> _SELECTED EXCERPT_
------------------------------------------------------------
Our next question today comes from Jeff Grampp with Northland Capital Markets.

Speaker 5

I wanted to continue digging in on Giddings. And Steve, I guess just kind of curious, I know the 70,000 acres, you’ve got 14 wells on it. Would you say that's all a decent degree derisked at this point based on kind of the dispersion of those 14 wells? And then just kind of curious how much variability around that average you're seeing within those 14?

Speaker 2

The answer is, I think they’re not all bunched in one place, if that's the question. So I think it pretty much tells us what's going on in the 70,000 acres. There's some variability, most of the variability you might see in the results might be due to a mechanical problem or something like that, especially some of the earlier wells where we had some mechanical problems. So you'll see more variation than probably exists. There are some variations, and the current wells are - as we've got the laterals longer, we have more confidence in our ability not to mess up the well. We're getting better results. So generally speaking, I would view that over time, these averages would get better, not worse. So it's a lot of locations if you're running 1 rig. This would be more entertaining if there were 40 rather than 75.

Speaker 5

So good stuff though. Great. And then on the 2021 commentary that you gave in your prepared remarks, at $40 and $2, you don't break the rule, you broke production. I guess, just wanted to clarify is that kind of year-over-year growth exit-to-exit growth? And then if I kind of heard you right, Steve, it sounds like that contemplates a Giddings rig, some Karnes operated wells, and then some amount of Karnes non-operated. Is that kind of the maintenance put there?

Speaker 2

Yes. It'd be fourth quarter over - the growth from the fourth quarter, where we were at the exit. So that will be up from the third quarter. So that's sort of what we think. You'll have the non-op in Karnes, completion of the non-operated wells in Karnes, and then 1 or 1.5 rigs in Giddings. At this $42 sort of - there's a pretty - Chris showed it in one of the slides. I mean there’s actually - the cash costs are not that great. I mean, you've got to generate a fairly wide cash margin here. More or less, the DD&A rate after the write-down is pretty much our finding costs. Maybe it's a little high to the finding cost, but it's sort of in that area. So the financial statements, I think, pretty accurately reflect what's going on, at least for a little while, they don’t usually over time, but right now, they're reflecting what's pretty accurately what's going on.

Operator

And our next question today comes from Steven Dechert with KeyBanc.

Speaker 6

Just want to see if you guys are getting any AFDs from other operators in Karnes?
------------------------------------------------------------
> _AIM_
State whether each statement agrees with the call transcript, giving yes or no and quoting the words that settle it. 1. The 70,000 acres in Giddings have 14 wells on them. 2. Speaker 2 expects the averages to get worse over time. 3. The 2021 outlook calls for three rigs in Giddings. Answer using only the call transcript.

[Region segmentation data]
------------------------------------------------------------
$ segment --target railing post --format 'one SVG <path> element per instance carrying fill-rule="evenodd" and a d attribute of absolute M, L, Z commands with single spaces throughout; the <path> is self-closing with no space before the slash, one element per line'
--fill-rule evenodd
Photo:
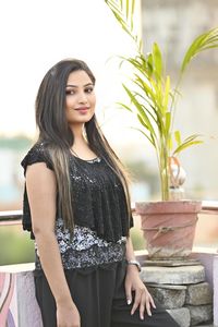
<path fill-rule="evenodd" d="M 218 326 L 218 255 L 214 256 L 214 325 Z"/>

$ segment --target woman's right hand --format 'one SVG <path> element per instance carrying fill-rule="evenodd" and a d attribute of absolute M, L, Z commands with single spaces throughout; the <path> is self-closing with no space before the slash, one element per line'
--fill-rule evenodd
<path fill-rule="evenodd" d="M 58 305 L 57 327 L 81 327 L 81 316 L 75 304 Z"/>

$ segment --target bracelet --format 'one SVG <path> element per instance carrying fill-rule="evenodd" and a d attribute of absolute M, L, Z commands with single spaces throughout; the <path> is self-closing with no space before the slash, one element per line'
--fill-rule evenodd
<path fill-rule="evenodd" d="M 137 267 L 138 271 L 142 270 L 141 264 L 137 261 L 128 261 L 128 265 L 134 265 Z"/>

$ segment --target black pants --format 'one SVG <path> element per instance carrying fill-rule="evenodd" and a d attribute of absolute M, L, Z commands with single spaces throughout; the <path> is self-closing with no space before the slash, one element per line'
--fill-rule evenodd
<path fill-rule="evenodd" d="M 178 327 L 157 303 L 149 317 L 140 319 L 138 311 L 131 316 L 124 291 L 125 263 L 105 267 L 65 270 L 73 301 L 81 314 L 82 327 Z M 44 327 L 56 327 L 56 303 L 43 272 L 35 274 L 36 299 Z"/>

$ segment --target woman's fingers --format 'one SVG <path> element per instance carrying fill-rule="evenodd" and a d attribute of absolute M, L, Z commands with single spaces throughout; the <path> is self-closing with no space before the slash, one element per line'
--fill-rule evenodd
<path fill-rule="evenodd" d="M 155 302 L 152 295 L 145 290 L 138 290 L 135 292 L 135 299 L 133 303 L 133 307 L 131 310 L 131 315 L 135 313 L 137 307 L 140 306 L 140 317 L 144 319 L 145 308 L 148 316 L 152 316 L 152 307 L 156 308 Z M 152 307 L 150 307 L 152 306 Z"/>

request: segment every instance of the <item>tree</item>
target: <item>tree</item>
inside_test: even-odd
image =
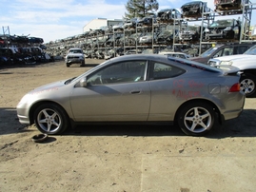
------------------------------------------------------------
> _REPLY TO THE TASK_
1. Yes: "I know the 70,000 acres, you’ve got 14 wells on it."
2. No: "I would view that over time, these averages would get better, not worse."
3. No: "and then 1 or 1.5 rigs in Giddings."